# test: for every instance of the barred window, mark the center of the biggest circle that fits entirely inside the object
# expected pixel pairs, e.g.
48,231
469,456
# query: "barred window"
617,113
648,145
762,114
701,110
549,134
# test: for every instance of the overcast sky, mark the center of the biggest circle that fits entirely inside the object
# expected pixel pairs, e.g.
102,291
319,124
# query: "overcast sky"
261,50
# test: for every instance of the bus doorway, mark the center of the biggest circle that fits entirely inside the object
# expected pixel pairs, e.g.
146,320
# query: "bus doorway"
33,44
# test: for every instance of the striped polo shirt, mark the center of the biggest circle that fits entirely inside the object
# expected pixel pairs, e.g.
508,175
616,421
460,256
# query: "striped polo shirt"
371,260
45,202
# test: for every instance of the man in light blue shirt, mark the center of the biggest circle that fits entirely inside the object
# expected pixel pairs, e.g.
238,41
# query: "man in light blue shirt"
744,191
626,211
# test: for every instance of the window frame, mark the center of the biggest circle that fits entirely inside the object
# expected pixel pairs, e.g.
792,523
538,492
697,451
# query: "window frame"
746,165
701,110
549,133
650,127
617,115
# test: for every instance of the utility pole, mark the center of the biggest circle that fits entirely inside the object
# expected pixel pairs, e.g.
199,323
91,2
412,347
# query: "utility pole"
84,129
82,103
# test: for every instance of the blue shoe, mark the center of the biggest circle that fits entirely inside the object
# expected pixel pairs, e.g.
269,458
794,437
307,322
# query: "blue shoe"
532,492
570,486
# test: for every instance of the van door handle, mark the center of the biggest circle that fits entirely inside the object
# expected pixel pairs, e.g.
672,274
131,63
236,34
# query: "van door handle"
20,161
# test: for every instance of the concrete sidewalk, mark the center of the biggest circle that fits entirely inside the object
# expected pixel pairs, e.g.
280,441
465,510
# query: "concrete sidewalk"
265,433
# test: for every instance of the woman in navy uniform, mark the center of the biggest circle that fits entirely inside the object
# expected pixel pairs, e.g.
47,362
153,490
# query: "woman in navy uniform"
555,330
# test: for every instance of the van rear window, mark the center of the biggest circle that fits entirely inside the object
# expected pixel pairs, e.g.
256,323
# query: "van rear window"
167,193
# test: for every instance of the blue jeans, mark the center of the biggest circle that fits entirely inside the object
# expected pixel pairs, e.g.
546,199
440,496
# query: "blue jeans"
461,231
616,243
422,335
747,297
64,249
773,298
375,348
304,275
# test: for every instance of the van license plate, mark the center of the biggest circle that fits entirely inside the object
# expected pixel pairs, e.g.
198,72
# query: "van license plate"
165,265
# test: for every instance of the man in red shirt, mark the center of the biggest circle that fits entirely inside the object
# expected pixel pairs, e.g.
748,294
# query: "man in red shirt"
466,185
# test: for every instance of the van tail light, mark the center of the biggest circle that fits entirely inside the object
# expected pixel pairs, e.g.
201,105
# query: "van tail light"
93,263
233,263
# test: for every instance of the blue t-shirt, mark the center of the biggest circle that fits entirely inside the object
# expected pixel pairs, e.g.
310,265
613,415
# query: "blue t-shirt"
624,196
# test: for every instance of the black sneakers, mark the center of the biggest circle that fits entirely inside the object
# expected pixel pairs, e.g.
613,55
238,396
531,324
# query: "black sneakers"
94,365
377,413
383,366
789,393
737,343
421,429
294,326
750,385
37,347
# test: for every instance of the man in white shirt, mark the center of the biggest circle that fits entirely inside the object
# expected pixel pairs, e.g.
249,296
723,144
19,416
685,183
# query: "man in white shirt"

---

Directions
Copy the listing word for word, starting at the line that contains "# test: for every instance of the blue t-shirt, mark" and ending with its final line.

Result of the task
# test: for every instance of the blue t-shirt, mark the center of the biggest circle that fits entirely inside the object
# expected pixel pairs, e.g.
310,265
613,415
# query: "blue t-shirt"
624,196
# test: for every instance of the black sneakers, mark the center of the biggest circle that fits entirely inside the object
# expected pixel pairs, e.g.
613,55
238,396
531,324
# query: "black sneakers"
94,365
377,413
383,366
789,393
737,343
421,429
294,326
750,385
37,347
# test: for every instance of the man in white shirt, mark the center of the biggest circle that fits entirely inside the object
# expected pixel pairs, e.g.
249,296
723,144
19,416
685,183
# query: "man in white shirt"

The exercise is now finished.